Let’s get real.  Power isn’t what is going to make the world a safer place. More guns in the hands of people will not at all make this world safer.  We need to be protected from the ability to kill each other when we are emotionally hurting or frightened.  Have you ever had a road rage or a rage at someone else and you were grateful you didn’t have a weapon at that time. There are 1000 violent deaths in the home each year. It is from a lack of control.  Between 2005 and 2010 60 percent of all violent injuries in this country were inflicted by loved ones or acquaintances. Of the 3.5 million assaults and murders against family members between 1998 and 2002(the last time a study was done) almost half the crimes were crimes against spouses.  Also, suicide is the leading cause of violent deaths in the United States. Most of those self-killings happen at home.  60 percent of all suicides happen from the use of guns. Of all murders in the United States 60% were by firearms compared with 31% in Canada, 18.2% in Australia and just 10% in the United Kingdom of England.

The more invested we are believing that Power makes us safer, the more delusional we all become.  Guns and bombs do kill people. When these guns and bombs are easily accessible to everyone we make the world a very dangerous place.

The first three centuries Christians were the minority and did not carry firearms or fight back their being put to death with weapons. When Constantine the emperor became a Christian, Christians became part of the establishment and then rationalized that war was just.  Later we had the Crusades which were a blot on all of Christianity.  We had Nazi Germany years later, A Christian country who allowed a dictator to take over and kill so many Jews and Christians.  What overcomes evil is not Power or guns though it certainly has ended wars like the Atomic bomb ended the 2nd World War. But what really keeps peace in the world is the courage to love and let go of being more powerful than my neighbor.  To carry a gun around is to carry around the thought in my mind that someday I will use this. To have a nuclear bomb is to carry around the thought that someday I will have to use it.  The more that thought is carried because of the weapon that is present, the more I am going to use this weapon when I perceive myself vulnerable.  This attitude is the most dangerous weapon in the world and it has been activated so many times over so many years.  With this attitude we will eventually destroy each other thinking we are protecting each other and thinking we are being virtuous.
When will any of us have the courage to be peacemakers?  When will Christians, Muslims, Hindus, Jews, and the whole world have the courage to love without the need to have weapons?  Maybe never but when will you or me have the courage to be peacemakers in our own personal lives without the attitude that someday I may need a gun or weapon to kill someone. I have been a psychologist for 43 years. I have never owned a gun.  If I did I would then have to face an attitude of mistrust or suspicion toward anyone who seemed angry or upset.  That attitude would not help me to get alongside of another person with care and compassion and help them disarm emotionally to go to a deeper and more loving place in their life.

The courage to make the world safer is the courage to disarm myself and be more loving and caring and have the courage to have rules that protect us from ourselves.  Maybe these rules will be the beginning of making the world a safer place.  When someone approaches me with love and compassion, I am more compelled to lay down my arms.

→ USING THE INFORMATION:
1. Translate this sentence from the essay on guns and peacemaking into Spanish: "Guns and bombs do kill people."
2. Answer these questions using the essay on guns and peacemaking.
(a) What percentage of all suicides involve guns?
(b) Which emperor's conversion does the essay connect with Christians becoming part of the establishment?
(c) For how many years has the writer been a psychologist?

→ EXTRACTED DATA:

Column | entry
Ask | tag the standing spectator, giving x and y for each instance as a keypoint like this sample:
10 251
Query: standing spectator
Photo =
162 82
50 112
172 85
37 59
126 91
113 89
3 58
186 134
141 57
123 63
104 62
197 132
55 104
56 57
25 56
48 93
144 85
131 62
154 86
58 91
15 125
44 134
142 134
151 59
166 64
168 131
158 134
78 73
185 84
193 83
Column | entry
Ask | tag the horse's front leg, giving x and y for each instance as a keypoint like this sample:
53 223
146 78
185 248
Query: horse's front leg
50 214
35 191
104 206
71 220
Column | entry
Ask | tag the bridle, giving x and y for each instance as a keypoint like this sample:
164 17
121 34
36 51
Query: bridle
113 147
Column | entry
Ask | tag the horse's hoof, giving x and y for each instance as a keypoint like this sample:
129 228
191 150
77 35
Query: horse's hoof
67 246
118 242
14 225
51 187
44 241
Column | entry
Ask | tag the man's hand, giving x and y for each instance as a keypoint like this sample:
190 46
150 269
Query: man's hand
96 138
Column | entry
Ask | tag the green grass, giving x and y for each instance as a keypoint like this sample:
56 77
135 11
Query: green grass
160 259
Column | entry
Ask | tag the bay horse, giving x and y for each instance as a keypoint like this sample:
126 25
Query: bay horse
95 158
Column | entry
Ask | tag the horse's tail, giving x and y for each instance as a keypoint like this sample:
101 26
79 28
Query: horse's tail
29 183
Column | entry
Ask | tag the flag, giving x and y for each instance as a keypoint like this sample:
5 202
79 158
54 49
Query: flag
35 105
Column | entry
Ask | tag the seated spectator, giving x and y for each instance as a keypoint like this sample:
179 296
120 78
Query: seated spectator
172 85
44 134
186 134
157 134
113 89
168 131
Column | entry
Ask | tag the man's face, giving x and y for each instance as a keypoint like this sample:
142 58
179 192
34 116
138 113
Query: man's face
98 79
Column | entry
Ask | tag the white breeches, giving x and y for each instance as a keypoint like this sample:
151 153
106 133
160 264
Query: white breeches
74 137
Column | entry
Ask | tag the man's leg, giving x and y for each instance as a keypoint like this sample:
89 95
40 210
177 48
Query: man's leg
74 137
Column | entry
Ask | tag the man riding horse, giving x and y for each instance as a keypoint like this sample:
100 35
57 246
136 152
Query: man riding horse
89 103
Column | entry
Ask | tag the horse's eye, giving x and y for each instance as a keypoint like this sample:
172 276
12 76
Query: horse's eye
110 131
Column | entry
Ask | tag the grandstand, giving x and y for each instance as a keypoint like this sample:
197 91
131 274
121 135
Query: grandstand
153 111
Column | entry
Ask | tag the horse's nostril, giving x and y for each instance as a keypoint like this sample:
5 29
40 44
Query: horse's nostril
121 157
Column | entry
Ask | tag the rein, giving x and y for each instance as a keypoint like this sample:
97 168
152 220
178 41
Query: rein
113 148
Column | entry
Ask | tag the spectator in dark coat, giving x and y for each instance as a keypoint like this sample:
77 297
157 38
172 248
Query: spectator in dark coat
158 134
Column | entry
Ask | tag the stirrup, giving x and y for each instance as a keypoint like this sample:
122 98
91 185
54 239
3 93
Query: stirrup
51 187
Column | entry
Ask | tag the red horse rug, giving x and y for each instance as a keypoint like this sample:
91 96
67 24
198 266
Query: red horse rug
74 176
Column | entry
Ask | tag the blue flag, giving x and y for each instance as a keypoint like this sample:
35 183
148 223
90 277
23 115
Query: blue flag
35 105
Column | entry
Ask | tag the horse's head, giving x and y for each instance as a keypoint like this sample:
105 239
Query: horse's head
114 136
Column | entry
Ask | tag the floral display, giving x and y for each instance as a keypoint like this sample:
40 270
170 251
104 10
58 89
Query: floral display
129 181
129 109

→ SOLUTIONS BY TASK:
1. Las armas y las bombas sí matan a la gente.

2.
(a) 60 percent
(b) Constantine
(c) 43 years